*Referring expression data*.

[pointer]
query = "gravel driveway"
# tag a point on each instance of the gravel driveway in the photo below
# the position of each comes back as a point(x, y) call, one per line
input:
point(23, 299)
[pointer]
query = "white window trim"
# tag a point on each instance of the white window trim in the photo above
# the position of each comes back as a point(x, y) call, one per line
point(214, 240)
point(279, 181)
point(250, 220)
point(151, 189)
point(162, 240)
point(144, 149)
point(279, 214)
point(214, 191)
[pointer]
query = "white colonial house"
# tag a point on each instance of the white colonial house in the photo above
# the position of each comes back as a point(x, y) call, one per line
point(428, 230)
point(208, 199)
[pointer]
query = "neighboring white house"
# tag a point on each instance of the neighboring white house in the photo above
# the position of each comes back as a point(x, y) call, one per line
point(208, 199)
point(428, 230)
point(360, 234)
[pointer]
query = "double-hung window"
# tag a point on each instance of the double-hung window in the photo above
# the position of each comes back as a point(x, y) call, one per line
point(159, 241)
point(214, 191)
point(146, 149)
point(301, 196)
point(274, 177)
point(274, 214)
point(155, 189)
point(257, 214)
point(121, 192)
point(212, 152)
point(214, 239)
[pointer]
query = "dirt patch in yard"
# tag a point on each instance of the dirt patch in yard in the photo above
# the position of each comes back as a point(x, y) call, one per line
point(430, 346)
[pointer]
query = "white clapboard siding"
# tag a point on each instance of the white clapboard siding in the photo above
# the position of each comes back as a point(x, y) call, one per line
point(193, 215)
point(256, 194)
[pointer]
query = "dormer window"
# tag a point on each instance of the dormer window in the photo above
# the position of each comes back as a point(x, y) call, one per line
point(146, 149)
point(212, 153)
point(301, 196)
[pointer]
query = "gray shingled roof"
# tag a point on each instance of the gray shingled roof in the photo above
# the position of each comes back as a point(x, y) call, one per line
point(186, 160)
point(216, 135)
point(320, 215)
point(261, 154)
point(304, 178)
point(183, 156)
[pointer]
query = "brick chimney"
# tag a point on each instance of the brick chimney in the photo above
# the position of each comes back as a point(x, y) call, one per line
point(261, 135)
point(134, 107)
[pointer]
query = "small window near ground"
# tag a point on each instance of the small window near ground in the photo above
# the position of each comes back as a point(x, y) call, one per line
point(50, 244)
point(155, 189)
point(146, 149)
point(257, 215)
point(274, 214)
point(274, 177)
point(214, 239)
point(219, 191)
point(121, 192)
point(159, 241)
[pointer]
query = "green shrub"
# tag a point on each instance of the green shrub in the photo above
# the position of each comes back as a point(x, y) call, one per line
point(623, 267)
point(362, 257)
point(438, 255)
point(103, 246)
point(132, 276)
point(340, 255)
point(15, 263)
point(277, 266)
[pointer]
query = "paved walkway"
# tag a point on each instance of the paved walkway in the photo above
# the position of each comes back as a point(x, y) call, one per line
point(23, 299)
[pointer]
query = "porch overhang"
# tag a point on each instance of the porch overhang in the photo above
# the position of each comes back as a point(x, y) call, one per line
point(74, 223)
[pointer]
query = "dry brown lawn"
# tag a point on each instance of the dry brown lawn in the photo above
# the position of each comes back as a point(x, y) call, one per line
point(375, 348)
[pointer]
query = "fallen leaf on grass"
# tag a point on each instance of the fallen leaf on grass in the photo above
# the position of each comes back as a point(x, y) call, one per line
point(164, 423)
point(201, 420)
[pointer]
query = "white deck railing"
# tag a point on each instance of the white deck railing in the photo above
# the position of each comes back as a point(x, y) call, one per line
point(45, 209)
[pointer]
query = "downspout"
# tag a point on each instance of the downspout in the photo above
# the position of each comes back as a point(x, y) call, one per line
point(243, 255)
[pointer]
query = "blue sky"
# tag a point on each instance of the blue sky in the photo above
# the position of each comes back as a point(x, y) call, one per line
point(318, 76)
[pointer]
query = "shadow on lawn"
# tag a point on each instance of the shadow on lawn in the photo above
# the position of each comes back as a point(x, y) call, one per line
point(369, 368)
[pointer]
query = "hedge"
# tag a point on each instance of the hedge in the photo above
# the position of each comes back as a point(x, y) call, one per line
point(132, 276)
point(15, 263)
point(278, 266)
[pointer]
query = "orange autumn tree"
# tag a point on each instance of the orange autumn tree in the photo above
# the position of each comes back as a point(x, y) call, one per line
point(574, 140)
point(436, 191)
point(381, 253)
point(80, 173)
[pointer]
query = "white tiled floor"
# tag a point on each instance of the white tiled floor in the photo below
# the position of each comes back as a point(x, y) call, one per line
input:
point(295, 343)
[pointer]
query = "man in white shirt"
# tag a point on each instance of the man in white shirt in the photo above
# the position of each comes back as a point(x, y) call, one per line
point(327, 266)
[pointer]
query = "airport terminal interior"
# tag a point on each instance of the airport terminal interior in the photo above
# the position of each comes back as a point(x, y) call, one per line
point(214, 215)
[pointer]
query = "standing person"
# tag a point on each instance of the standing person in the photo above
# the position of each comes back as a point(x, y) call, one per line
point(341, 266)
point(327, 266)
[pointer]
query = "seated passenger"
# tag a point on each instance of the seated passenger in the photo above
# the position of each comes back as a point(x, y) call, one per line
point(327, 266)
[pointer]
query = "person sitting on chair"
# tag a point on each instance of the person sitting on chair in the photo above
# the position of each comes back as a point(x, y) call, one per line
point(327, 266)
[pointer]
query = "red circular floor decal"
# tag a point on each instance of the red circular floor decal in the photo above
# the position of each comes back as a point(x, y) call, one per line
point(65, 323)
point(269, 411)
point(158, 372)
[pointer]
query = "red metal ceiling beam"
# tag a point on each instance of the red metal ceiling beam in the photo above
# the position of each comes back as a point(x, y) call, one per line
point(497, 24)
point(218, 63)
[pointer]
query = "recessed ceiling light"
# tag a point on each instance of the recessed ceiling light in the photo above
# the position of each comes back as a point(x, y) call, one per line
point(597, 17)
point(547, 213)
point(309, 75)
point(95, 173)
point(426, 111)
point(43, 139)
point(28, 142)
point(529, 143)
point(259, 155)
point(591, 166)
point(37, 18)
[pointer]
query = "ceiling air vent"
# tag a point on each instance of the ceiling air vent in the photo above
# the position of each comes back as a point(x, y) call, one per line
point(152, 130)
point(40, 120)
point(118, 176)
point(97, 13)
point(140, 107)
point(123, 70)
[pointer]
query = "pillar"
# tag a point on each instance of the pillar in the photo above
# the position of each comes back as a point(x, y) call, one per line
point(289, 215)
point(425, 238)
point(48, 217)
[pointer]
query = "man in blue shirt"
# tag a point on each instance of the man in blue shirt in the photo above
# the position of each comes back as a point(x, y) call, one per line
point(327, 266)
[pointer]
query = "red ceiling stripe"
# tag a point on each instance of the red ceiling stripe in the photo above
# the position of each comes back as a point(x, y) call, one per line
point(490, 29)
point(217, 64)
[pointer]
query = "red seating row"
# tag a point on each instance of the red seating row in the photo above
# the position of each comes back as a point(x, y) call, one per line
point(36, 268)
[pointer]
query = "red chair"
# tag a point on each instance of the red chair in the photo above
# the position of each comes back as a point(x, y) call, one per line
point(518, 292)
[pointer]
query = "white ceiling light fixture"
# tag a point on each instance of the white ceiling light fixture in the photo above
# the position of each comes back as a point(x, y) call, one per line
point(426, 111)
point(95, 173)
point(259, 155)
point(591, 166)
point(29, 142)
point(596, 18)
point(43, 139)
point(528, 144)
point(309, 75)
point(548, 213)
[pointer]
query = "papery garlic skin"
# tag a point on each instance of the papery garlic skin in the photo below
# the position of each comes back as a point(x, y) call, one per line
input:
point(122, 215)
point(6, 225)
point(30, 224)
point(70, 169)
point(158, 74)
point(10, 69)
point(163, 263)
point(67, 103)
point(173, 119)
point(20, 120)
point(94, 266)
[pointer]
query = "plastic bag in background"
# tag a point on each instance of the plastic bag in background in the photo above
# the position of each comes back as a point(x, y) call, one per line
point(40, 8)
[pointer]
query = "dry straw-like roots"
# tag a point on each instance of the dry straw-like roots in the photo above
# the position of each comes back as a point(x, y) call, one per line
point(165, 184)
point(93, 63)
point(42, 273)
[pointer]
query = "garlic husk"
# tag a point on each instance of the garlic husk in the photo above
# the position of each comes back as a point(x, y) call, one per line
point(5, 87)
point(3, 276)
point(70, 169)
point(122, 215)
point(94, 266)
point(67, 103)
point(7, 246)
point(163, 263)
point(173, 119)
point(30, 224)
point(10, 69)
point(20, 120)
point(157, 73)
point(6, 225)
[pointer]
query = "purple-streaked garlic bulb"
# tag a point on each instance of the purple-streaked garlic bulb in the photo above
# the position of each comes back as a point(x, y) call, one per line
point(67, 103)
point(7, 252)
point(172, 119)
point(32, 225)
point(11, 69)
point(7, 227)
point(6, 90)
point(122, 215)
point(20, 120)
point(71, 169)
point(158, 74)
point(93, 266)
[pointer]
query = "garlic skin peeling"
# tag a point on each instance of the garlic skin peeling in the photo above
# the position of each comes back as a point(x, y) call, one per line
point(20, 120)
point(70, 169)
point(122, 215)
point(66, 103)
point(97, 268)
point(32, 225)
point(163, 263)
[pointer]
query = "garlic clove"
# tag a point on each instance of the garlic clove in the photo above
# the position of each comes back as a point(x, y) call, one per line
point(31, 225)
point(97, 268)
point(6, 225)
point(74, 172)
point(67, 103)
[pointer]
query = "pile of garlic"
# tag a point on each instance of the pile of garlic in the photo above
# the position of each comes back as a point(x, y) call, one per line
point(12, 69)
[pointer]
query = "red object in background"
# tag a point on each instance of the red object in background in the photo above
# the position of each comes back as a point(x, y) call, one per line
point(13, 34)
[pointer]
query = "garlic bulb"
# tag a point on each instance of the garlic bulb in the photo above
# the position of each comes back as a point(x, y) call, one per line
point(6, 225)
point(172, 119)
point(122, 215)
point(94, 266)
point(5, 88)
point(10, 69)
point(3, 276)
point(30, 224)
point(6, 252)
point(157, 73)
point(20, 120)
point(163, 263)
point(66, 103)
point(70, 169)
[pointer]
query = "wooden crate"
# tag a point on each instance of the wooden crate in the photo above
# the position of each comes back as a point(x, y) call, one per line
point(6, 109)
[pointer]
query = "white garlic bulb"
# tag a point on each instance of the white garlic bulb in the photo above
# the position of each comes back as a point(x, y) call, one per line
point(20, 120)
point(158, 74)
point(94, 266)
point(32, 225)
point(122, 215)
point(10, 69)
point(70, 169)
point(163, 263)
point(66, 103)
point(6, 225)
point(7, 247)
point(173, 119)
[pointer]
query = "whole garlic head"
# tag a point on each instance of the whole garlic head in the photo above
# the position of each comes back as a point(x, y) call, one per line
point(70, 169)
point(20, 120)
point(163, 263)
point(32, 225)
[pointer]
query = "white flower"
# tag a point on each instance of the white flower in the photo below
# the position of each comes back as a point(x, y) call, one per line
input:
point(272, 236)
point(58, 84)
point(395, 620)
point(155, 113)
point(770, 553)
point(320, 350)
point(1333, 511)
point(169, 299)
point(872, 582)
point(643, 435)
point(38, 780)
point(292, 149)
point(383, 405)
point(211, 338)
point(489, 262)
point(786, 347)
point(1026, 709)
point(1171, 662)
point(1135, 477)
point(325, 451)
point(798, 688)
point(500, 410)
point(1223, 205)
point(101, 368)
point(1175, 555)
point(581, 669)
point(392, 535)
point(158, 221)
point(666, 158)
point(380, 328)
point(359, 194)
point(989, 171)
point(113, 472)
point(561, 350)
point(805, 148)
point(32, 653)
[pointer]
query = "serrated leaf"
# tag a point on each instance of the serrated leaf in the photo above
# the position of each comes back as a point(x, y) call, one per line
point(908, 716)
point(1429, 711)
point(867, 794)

*WHAT YOU SHOULD DO*. Copy all lines from the data above that contain the word "husk".

*EXERCISE OUTPUT*.
query = "garlic husk"
# tag a point on each instance of the garlic husk in the photo above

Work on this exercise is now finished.